VORLIEGENDER TEXT:
Die Handlung des ruhigen Thrillerdramas basiert auf Dennis Lehanes (»Mystic River«, »Shutter Island«) Kurzgeschichte »Animal Rescue«. Inszeniert wurde der Film von Michaël R. Roskam, der bereits mit seinem Erstling Bullhead höchst positiv aufgefallen war. Der belgische Regisseur besticht insbesondere durch eine sehr atmosphärische Milieudarstellung. Kleine Details, wie achtlos von der Müllabfuhr umgeschmissene, im Hinterhof zurückgelassene Abfalltonnen, verdichten sich zu einem sehr authentisch wirkenden Bild dieses Brooklyner Arbeiterviertels.

AUFGABENSTELLUNG: Schreibe den Text über das Thrillerdrama vollständig und unverändert ab.

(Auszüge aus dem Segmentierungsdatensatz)
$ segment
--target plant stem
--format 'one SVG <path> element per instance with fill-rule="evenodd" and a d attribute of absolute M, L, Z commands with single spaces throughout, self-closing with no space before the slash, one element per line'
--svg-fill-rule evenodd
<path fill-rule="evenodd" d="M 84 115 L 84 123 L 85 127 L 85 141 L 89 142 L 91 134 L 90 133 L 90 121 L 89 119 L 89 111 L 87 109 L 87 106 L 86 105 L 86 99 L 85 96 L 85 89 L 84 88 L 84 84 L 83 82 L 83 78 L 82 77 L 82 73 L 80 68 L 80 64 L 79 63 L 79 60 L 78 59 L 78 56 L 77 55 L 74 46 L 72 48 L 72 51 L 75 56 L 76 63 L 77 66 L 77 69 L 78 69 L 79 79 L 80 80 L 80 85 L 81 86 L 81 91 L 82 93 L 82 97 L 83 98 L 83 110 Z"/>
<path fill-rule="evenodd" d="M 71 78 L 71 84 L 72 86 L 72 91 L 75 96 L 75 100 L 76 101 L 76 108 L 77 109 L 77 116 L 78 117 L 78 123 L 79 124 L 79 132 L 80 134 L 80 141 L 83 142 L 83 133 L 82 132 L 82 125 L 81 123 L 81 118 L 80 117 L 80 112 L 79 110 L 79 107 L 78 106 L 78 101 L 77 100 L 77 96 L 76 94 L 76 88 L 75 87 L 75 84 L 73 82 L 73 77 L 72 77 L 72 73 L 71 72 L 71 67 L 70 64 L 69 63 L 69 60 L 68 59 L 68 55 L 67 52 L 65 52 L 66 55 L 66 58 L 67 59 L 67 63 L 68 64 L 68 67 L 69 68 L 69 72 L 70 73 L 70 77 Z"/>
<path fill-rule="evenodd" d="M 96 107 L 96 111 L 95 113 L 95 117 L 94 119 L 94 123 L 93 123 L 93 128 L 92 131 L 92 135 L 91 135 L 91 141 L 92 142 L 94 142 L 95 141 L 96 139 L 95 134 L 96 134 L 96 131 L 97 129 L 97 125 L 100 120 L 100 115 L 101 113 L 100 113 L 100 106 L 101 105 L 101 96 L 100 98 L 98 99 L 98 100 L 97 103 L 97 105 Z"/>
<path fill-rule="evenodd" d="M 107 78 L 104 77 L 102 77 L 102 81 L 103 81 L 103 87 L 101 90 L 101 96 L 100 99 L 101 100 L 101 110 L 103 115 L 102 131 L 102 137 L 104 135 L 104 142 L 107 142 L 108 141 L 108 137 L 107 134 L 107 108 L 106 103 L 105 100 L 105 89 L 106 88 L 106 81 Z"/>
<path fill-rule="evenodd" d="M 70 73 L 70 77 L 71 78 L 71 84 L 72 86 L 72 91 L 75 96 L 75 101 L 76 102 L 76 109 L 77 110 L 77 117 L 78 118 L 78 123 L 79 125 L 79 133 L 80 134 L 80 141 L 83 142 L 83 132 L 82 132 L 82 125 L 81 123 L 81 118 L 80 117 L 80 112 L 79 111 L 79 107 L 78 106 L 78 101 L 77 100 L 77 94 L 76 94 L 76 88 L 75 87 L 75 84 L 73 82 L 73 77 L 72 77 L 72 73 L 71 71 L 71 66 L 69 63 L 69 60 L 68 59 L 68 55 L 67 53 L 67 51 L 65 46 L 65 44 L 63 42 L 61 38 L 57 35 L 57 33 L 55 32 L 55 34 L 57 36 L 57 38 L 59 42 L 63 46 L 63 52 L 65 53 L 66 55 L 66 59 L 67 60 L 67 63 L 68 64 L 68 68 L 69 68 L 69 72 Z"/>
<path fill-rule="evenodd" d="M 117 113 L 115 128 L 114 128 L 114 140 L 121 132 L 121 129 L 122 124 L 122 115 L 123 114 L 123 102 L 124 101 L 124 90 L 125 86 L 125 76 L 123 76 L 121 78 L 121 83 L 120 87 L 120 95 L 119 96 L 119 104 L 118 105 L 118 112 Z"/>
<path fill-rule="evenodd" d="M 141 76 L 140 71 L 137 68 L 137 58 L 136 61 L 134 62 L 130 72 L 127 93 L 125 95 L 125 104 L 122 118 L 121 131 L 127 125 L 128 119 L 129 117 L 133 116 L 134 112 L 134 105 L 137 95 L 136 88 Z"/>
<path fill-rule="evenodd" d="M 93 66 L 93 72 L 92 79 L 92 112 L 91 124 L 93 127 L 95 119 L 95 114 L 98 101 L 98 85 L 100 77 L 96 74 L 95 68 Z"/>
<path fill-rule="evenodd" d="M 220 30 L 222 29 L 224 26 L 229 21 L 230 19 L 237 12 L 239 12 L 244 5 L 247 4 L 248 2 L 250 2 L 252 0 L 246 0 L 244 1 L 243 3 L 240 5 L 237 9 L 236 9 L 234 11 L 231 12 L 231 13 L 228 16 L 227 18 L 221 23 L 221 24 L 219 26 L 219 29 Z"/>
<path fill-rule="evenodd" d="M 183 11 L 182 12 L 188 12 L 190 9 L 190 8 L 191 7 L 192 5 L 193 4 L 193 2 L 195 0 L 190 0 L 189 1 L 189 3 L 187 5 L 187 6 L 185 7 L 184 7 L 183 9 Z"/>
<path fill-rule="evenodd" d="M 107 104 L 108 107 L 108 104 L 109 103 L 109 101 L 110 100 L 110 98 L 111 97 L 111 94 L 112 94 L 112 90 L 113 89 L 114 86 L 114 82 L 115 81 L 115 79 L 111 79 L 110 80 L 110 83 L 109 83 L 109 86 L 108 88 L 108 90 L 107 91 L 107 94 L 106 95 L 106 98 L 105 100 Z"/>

---

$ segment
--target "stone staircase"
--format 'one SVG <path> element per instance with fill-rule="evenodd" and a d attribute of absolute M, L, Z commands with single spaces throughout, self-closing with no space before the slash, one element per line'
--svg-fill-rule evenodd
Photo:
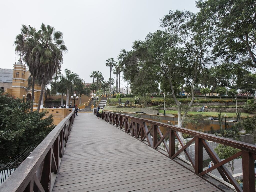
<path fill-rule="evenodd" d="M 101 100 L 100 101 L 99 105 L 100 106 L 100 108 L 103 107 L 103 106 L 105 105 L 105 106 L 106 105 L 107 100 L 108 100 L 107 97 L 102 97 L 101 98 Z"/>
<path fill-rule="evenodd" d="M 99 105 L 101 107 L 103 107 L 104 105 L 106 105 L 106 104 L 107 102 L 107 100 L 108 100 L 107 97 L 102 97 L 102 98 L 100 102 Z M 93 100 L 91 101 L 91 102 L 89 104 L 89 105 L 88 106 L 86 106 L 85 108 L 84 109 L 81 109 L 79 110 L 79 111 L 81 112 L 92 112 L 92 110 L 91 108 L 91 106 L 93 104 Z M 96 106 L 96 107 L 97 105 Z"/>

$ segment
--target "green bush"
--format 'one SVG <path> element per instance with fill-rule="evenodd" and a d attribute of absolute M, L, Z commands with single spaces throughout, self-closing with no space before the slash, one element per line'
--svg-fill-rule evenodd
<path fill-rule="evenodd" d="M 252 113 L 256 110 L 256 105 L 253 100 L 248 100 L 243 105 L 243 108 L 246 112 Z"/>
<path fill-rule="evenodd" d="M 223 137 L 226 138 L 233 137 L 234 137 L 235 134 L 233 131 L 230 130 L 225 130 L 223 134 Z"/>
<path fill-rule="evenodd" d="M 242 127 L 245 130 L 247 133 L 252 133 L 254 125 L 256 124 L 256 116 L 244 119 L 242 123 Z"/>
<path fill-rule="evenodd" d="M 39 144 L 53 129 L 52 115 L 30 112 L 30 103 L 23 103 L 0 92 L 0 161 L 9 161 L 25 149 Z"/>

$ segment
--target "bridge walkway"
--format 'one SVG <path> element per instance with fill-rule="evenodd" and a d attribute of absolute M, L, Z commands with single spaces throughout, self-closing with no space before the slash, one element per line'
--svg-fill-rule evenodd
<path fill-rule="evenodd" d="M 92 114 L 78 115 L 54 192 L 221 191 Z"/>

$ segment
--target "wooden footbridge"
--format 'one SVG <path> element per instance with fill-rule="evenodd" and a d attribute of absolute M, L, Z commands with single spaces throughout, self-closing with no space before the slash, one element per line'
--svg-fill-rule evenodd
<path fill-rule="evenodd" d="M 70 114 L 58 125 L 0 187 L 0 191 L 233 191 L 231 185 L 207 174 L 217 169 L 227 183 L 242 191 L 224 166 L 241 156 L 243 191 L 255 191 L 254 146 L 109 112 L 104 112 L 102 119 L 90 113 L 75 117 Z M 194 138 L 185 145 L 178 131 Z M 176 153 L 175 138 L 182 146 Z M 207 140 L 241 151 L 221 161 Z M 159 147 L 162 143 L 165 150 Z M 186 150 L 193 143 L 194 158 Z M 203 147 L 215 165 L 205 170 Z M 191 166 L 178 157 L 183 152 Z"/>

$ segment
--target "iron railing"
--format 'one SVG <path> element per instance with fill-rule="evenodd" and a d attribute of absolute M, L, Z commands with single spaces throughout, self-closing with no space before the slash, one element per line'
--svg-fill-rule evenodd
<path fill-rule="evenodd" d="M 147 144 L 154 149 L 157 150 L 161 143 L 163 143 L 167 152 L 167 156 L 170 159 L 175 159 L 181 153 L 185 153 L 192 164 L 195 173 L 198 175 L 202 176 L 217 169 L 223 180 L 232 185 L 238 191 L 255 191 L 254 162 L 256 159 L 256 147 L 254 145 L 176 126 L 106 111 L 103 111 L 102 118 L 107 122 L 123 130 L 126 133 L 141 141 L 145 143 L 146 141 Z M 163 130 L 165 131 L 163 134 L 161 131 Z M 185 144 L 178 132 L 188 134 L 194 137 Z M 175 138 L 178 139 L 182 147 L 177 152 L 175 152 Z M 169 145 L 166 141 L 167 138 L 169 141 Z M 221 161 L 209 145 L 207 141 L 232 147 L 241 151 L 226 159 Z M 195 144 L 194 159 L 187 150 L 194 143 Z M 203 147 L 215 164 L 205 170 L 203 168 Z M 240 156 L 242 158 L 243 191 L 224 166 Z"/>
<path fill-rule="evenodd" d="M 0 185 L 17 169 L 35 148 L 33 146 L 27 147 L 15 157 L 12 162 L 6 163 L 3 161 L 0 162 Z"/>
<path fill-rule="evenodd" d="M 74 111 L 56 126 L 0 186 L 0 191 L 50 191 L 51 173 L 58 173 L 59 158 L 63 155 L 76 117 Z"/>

MUSTERLÖSUNG:
Die Handlung des ruhigen Thrillerdramas basiert auf Dennis Lehanes (»Mystic River«, »Shutter Island«) Kurzgeschichte »Animal Rescue«. Inszeniert wurde der Film von Michaël R. Roskam, der bereits mit seinem Erstling Bullhead höchst positiv aufgefallen war. Der belgische Regisseur besticht insbesondere durch eine sehr atmosphärische Milieudarstellung. Kleine Details, wie achtlos von der Müllabfuhr umgeschmissene, im Hinterhof zurückgelassene Abfalltonnen, verdichten sich zu einem sehr authentisch wirkenden Bild dieses Brooklyner Arbeiterviertels.